- [Instructions for the task]: Return every line of text in the data below word for word, leaving out the pictures.

- [Record list]:
====================

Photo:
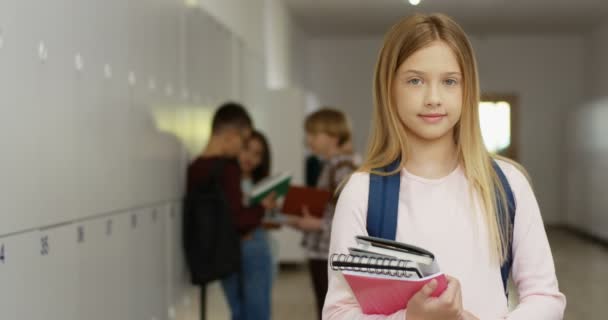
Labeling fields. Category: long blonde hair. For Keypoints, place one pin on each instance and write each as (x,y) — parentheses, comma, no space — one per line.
(388,141)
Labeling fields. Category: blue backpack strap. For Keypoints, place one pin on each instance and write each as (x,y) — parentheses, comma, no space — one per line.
(383,203)
(505,269)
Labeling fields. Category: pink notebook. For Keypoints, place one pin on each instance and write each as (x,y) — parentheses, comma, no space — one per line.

====================

- [Answer to the exercise]:
Photo:
Labeling fields. Category: long blonde hair. For Keypoints, place one pin on each instance and write each as (x,y) — parentheses, comma, no space — one per line.
(388,141)
Labeling fields. Category: blue backpack strap. For Keypoints, place one pin on each instance and write each as (x,y) — parentheses, comma, no space — one per line.
(383,203)
(505,269)
Labeling fields. Category: pink notebook. For Keypoints, place one pin on each instance and write each as (x,y) — parentheses, comma, no space — one per line.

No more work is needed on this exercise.